[TASKS FOR THIS EXERCISE]
1. In the news report on Vivek Ramaswamy leaving the presidential race, copy the passage between "Washington, Jan 16" and "crucial Iowa caucuses.", inclusive.
2. In the news report on Vivek Ramaswamy leaving the presidential race, what did Ramaswamy call Trump's attack on him?
3. Write the next part of the news report on Vivek Ramaswamy leaving the presidential race, beginning after its final sentence.

BEGIN READING PASSAGE

Washington, Jan 16 (IANS) Indian-American tech entrepreneur Vivek Ramaswamy announced that he is dropping out of the 2024 Republican presidential race, and endorsed former US President Donald Trump who won the crucial Iowa caucuses.

The 38-year-old biotech entrepreneur told his supporters on Monday night that he is ending campaign after a dismal finish in Iowa’s leadoff caucuses.

The political newbie and the youngest candidate in the presidential race was trailing on the distant fourth spot with seven per cent of the votes counted.

“As of this moment, we are going to suspend this presidential campaign. Earlier tonight I called Donald Trump to tell him that I congratulate him on his victory, and now going forward, you will have my full endorsement for the presidency,” The Hill reported Ramaswamy as saying.

Trump, America’s twice-impeached former president facing more than 90 criminal charges, emerged triumphant in Iowa, solidifying his position as the frontrunner for the Republican nomination.

The Republican frontrunner, who has always praised Ramaswamy as a “smart guy” and a “very intelligent person”, recently slammed the political newcomer as “very sly” and asked voters not get “duped” by his “deceitful campaign tricks”.

Ramaswamy said he is not going to criticise Trump in response to his attack, which he called a “friendly fire”.

Asserting that he is not a “Plan B person”, Ramaswamy has ruled out the possibility of him being the Vice President, saying he would not do well in a number two position in August last year.

END READING PASSAGE
BEGIN SUPPLIED INFORMATION

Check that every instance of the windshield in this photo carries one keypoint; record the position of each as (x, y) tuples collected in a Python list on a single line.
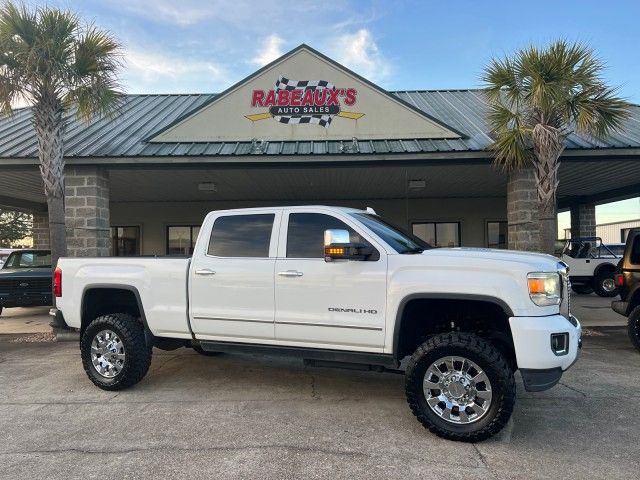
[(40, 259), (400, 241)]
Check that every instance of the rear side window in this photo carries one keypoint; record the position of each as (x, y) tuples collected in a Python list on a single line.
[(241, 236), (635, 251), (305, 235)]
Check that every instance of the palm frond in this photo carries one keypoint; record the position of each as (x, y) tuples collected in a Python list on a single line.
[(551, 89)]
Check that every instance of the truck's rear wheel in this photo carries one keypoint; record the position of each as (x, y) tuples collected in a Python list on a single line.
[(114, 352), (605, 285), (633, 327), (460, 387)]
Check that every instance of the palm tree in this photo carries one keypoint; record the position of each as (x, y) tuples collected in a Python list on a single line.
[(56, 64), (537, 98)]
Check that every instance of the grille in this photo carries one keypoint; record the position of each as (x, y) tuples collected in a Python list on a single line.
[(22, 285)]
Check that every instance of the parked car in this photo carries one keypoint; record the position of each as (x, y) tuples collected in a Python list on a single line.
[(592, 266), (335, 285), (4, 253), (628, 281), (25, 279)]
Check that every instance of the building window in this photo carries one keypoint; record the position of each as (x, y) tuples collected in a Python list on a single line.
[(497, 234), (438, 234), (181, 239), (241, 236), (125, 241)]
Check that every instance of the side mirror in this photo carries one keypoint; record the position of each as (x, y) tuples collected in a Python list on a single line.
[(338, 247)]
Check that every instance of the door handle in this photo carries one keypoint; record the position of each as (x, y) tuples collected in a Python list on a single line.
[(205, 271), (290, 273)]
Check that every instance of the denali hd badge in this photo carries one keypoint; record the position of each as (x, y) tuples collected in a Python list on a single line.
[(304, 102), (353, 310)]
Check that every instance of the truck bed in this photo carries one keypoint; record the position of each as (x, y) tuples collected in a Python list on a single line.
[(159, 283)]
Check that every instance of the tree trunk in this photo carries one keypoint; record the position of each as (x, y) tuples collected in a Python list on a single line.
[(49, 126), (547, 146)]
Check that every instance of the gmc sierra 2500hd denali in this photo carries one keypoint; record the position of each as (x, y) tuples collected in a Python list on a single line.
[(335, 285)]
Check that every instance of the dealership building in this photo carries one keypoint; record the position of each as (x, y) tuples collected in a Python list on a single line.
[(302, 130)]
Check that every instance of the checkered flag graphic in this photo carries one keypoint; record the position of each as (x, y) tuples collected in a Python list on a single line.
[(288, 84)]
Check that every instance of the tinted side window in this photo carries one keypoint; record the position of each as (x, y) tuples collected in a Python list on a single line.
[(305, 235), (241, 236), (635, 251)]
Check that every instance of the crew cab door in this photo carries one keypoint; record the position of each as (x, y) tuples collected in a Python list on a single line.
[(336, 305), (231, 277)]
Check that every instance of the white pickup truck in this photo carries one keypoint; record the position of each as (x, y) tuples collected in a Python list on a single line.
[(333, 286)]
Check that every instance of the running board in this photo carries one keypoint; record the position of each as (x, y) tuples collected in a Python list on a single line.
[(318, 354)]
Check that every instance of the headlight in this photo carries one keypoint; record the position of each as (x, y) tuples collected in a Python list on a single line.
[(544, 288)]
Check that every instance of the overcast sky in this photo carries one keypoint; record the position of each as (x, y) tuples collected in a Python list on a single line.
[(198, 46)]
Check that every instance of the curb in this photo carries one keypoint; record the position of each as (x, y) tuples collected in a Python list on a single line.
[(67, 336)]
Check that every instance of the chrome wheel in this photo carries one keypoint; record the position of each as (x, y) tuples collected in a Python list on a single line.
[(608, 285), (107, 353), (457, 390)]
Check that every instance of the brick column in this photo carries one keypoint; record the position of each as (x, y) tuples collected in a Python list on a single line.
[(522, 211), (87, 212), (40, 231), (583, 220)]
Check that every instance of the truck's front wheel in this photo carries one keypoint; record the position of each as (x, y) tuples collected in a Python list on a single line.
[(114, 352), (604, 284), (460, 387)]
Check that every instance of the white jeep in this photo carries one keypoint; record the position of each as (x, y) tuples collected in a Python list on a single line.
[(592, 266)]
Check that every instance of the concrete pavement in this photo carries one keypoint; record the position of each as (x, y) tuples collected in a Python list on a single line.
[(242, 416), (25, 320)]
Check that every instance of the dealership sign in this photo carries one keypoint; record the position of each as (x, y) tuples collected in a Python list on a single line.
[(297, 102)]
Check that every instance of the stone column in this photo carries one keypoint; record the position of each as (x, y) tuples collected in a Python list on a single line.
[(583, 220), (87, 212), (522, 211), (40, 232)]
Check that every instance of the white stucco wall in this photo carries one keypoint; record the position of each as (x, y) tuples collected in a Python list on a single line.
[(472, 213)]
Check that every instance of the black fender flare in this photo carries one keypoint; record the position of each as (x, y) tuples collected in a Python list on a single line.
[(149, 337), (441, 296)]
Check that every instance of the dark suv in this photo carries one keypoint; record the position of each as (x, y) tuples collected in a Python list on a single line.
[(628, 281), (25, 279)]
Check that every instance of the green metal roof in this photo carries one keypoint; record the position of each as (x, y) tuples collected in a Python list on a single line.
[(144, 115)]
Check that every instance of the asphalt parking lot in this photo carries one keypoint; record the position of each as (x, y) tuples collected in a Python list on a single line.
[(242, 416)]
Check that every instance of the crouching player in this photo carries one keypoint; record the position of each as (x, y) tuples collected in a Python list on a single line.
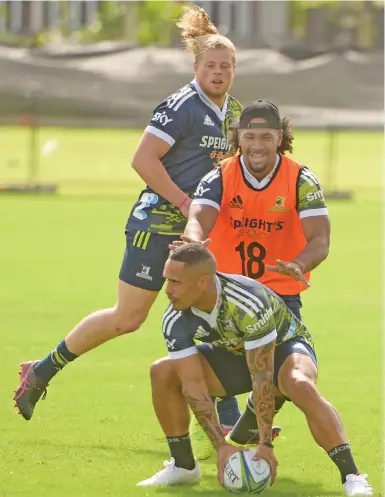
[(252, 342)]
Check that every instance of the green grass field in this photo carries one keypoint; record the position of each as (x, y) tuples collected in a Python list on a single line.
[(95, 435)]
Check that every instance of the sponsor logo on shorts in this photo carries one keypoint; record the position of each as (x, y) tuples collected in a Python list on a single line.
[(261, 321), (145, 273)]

END SUPPLIED INFORMATION

[ANSWERS BY TASK]
1.
Washington, Jan 16 (IANS) Indian-American tech entrepreneur Vivek Ramaswamy announced that he is dropping out of the 2024 Republican presidential race, and endorsed former US President Donald Trump who won the crucial Iowa caucuses.

2. He called it a "friendly fire."

3.
The exit of the anti-woke crusader, who launched his campaign bid in February 2023, comes not long after former New Jersey governor Chris Christie announced he was dropping his White House bid.

Huge Gurdon, editor-in-chief of conservative publication Washington Examiner, wrote that every presidential election throws up an “interesting candidate” who is “evidently intelligent, highly unconventional, and less like any of the others than they are like each other”.

And Ramaswamy had become the “interesting candidate” of the 2024 election cycle.

Born to immigrant parents from India, he made millions as a pharmaceutical entrepreneur and wrote a book slamming woke to test the waters for a plunge into politics.

He was clearly the star of the first Republican debate as he forced himself into most of the conversation, which included sharp jabs from Christie, who said he sounded like ChatGPT.

Fellow Indian-American and Republican rival, Nikki Haley, called him a “scum” for bringing up her daughter’s reference in a debate on TikTok.

She also said that Ramaswamy has “no foreign policy experience and it shows”.